> _Aim_: Extract every line of the material below that contains the word "hair", copying each one in full.

[Data entries]
━━━━━━━━━━
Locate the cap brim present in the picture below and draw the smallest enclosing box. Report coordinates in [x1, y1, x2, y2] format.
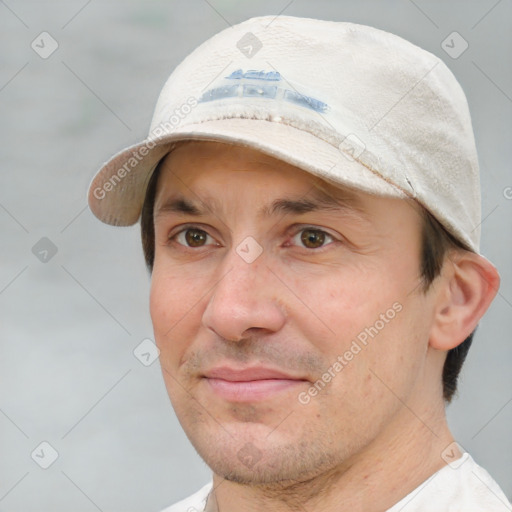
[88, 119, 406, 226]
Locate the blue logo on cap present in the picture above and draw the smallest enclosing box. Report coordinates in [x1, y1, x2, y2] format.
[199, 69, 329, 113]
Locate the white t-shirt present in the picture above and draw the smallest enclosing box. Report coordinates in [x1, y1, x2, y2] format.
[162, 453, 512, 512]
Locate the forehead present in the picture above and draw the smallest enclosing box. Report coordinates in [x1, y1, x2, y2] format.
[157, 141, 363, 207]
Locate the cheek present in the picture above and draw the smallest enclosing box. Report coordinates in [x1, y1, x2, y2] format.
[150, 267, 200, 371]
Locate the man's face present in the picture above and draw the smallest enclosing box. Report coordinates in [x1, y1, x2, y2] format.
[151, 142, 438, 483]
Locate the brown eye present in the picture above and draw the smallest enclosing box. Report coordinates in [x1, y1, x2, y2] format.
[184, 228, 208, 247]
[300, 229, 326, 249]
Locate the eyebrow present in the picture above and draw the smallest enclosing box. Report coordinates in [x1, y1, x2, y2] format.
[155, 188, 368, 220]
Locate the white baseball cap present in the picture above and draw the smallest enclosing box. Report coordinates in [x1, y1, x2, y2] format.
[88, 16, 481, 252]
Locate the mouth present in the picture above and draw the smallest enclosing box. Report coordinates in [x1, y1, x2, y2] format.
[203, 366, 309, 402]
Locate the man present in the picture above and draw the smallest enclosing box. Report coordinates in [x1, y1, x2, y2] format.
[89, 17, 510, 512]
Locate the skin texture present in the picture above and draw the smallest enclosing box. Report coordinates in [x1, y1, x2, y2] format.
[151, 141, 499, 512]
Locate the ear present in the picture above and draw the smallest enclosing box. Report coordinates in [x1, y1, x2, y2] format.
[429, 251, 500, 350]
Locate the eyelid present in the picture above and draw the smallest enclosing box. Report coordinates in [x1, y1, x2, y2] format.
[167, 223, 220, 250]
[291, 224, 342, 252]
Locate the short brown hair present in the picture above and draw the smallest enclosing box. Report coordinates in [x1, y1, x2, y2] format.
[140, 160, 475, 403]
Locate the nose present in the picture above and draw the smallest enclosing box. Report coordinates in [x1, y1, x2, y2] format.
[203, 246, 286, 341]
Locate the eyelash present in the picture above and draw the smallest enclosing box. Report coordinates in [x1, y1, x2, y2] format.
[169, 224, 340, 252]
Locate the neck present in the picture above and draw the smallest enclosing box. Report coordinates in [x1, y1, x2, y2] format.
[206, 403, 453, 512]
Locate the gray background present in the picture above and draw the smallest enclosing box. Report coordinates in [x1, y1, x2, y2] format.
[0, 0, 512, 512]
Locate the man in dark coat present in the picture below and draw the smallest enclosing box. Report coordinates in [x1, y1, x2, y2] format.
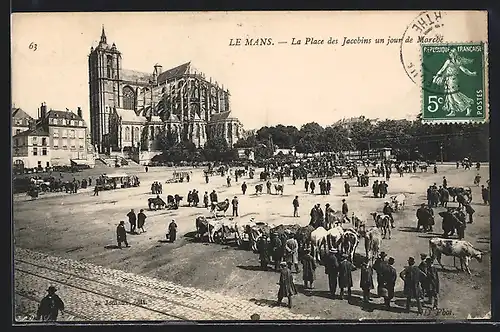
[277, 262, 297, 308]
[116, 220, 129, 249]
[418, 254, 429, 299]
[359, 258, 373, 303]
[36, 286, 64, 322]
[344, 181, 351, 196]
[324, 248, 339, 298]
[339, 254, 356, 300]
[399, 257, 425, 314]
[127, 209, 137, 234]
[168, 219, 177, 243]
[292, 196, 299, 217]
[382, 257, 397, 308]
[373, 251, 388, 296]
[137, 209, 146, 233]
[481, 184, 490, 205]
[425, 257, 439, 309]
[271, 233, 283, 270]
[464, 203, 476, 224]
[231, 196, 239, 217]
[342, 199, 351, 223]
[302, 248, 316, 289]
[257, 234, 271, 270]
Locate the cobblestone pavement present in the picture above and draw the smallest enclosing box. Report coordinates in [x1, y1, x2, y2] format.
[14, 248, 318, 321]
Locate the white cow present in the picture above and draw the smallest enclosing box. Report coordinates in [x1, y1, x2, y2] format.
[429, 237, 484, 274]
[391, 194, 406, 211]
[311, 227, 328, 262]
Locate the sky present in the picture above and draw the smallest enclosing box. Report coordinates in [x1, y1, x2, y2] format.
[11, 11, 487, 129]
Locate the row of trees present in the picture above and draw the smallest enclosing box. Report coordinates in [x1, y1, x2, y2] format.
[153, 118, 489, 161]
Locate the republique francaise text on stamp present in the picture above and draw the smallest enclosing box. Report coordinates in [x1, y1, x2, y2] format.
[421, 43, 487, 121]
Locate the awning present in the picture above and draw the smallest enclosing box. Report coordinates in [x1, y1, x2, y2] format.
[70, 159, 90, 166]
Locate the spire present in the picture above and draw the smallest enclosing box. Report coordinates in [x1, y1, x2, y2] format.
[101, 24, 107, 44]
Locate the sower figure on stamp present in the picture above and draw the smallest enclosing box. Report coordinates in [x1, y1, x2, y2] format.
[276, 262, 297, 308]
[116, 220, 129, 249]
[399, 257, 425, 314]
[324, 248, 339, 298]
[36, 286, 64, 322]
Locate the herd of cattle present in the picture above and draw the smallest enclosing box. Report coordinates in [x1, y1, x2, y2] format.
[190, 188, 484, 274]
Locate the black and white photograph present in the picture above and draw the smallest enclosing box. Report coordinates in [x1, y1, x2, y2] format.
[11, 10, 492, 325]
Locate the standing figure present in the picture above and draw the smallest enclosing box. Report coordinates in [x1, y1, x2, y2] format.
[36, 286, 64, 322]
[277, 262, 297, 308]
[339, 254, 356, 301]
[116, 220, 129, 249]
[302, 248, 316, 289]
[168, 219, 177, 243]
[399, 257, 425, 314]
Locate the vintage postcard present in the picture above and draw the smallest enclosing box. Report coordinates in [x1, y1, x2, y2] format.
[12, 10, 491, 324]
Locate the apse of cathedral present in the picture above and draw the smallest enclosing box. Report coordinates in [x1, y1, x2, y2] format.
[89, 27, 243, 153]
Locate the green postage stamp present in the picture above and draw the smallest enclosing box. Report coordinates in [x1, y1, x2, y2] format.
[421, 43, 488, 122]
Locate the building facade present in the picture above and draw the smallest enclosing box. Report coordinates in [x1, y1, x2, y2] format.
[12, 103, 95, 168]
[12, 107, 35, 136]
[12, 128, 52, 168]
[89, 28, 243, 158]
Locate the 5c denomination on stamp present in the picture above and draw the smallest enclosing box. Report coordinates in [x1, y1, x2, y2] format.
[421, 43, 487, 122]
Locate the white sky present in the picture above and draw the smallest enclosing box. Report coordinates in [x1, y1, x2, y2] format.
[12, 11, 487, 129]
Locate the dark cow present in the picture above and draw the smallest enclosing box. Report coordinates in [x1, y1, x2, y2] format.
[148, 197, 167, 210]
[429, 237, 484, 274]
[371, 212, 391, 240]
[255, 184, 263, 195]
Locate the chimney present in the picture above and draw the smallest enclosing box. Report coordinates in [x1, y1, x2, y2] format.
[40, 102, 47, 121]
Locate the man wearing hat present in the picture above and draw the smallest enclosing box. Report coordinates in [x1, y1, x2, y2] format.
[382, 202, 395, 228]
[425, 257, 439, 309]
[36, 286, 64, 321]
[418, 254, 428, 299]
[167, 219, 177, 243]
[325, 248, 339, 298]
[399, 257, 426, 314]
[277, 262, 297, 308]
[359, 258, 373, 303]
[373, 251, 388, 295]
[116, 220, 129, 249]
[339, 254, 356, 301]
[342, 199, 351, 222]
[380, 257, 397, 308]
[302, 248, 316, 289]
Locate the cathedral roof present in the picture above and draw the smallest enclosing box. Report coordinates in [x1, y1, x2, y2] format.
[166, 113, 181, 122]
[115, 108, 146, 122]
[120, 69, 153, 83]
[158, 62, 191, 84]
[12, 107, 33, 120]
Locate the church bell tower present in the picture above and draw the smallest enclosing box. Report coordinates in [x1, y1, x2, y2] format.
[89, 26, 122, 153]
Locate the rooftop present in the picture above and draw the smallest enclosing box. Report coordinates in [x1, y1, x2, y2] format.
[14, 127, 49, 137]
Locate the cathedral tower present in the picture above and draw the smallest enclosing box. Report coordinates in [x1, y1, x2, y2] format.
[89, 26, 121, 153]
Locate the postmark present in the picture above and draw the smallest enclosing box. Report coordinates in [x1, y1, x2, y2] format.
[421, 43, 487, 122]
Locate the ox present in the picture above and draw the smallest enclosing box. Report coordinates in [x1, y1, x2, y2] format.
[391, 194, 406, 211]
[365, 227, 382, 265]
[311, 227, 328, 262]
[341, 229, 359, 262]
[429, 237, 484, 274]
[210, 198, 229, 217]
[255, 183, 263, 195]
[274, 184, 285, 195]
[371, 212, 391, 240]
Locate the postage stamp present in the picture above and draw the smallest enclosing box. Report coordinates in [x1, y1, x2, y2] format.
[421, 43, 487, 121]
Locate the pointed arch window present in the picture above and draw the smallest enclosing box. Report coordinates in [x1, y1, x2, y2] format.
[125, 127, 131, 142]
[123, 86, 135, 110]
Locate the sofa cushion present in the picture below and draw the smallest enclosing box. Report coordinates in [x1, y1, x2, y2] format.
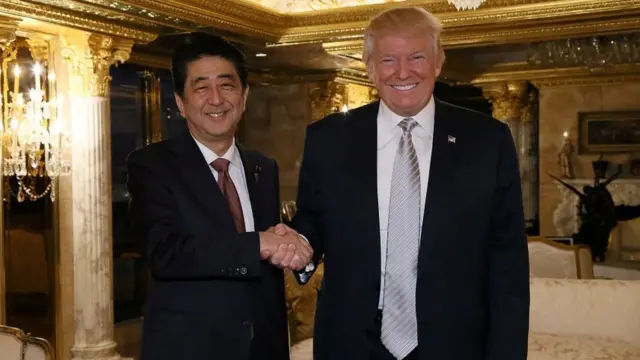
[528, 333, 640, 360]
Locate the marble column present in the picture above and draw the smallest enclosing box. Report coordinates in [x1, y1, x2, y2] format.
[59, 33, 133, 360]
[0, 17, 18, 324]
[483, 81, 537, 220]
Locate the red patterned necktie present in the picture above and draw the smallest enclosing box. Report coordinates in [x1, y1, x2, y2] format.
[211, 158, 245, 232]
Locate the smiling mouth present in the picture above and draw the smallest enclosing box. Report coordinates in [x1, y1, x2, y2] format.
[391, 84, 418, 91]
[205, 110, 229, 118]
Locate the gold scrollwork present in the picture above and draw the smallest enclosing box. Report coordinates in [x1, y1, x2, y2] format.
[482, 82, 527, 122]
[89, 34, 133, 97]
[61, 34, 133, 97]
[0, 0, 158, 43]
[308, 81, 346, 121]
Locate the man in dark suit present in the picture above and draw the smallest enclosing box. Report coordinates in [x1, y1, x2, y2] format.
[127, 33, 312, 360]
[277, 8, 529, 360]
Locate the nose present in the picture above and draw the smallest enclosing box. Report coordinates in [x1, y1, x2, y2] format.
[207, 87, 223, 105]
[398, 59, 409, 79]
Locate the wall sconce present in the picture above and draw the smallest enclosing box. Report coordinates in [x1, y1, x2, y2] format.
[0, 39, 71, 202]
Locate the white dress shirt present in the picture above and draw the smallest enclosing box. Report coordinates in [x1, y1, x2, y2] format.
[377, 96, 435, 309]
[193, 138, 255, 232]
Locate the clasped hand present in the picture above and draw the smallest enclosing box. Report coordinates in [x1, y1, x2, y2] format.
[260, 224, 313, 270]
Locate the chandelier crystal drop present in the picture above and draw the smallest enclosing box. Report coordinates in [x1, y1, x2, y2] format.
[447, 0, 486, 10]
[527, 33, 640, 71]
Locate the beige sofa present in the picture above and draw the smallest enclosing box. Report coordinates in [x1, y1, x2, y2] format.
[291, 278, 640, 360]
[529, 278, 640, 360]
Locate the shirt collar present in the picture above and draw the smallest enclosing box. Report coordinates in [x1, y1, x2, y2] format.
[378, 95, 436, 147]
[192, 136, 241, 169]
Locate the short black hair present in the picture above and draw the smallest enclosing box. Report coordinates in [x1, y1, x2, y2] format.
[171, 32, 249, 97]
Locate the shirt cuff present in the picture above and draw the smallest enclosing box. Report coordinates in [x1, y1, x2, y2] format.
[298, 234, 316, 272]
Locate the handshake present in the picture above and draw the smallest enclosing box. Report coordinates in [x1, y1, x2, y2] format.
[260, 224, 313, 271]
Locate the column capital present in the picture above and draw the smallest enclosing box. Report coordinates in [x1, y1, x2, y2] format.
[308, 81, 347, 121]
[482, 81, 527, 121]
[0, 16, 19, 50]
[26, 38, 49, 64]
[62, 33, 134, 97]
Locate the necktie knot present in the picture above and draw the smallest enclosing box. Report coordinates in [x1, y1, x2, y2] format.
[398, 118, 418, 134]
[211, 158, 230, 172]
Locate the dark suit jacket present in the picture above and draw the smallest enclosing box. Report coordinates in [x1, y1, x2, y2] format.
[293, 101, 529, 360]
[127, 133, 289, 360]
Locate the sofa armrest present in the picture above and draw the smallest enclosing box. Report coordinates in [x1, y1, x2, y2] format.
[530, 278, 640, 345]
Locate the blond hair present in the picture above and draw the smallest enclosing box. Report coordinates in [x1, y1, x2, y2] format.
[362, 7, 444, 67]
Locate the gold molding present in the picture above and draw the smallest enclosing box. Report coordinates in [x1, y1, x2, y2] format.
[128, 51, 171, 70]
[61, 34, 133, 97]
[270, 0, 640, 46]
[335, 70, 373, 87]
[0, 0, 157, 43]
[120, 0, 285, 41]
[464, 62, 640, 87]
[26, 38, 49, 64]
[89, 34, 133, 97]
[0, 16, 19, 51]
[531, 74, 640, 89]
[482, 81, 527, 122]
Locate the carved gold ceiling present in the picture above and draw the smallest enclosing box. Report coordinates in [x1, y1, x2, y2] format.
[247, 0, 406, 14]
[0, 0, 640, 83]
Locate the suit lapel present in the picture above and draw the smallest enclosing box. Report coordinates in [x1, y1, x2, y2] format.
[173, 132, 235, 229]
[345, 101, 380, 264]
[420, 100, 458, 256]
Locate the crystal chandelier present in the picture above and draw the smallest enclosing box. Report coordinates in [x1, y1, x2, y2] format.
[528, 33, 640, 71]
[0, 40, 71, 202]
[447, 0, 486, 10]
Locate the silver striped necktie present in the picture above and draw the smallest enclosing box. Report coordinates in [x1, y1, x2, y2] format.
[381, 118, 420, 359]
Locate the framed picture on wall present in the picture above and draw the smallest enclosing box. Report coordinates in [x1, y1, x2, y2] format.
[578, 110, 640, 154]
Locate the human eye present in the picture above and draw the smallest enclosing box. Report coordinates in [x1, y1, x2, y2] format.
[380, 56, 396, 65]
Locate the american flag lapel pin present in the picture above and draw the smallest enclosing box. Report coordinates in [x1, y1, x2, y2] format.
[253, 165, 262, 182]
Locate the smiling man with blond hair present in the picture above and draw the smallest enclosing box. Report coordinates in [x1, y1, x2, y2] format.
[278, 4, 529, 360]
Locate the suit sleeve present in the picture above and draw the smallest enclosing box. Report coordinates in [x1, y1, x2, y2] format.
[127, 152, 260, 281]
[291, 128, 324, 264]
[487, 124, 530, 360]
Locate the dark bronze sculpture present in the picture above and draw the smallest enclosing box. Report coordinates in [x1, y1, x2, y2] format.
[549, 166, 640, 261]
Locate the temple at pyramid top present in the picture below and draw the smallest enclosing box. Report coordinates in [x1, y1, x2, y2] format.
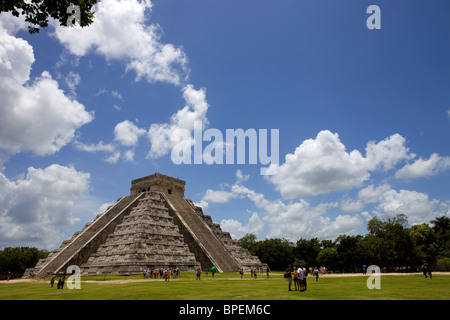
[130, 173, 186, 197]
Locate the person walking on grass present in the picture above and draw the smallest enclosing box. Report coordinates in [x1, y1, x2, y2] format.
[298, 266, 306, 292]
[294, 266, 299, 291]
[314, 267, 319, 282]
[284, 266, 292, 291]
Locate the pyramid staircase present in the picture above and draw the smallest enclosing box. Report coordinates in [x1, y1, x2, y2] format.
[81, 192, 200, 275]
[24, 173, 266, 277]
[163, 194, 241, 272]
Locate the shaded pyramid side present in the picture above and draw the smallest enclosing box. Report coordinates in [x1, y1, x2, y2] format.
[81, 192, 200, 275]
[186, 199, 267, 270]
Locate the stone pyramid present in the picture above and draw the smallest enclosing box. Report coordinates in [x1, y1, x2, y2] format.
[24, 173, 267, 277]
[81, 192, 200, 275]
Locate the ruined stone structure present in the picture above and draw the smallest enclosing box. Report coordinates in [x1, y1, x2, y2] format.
━━━━━━━━━━
> _The answer_:
Locate the short brown hair present in the picture above and draw the smallest enclosing box. Report coordinates in [x1, y1, x2, y2] format.
Locate the short black hair present in the picture above and draw the smallest enclosing box. Report coordinates in [x1, y1, x2, y2] format.
Locate the blond hair present in the picture above and draw the smallest enclosing box. Report coordinates in [x1, y1, x2, y2] format.
Locate the smiling man with blond hair present in the picture above and draw the smallest enclosing box. Report coordinates in [x1, y1, x2, y2] format.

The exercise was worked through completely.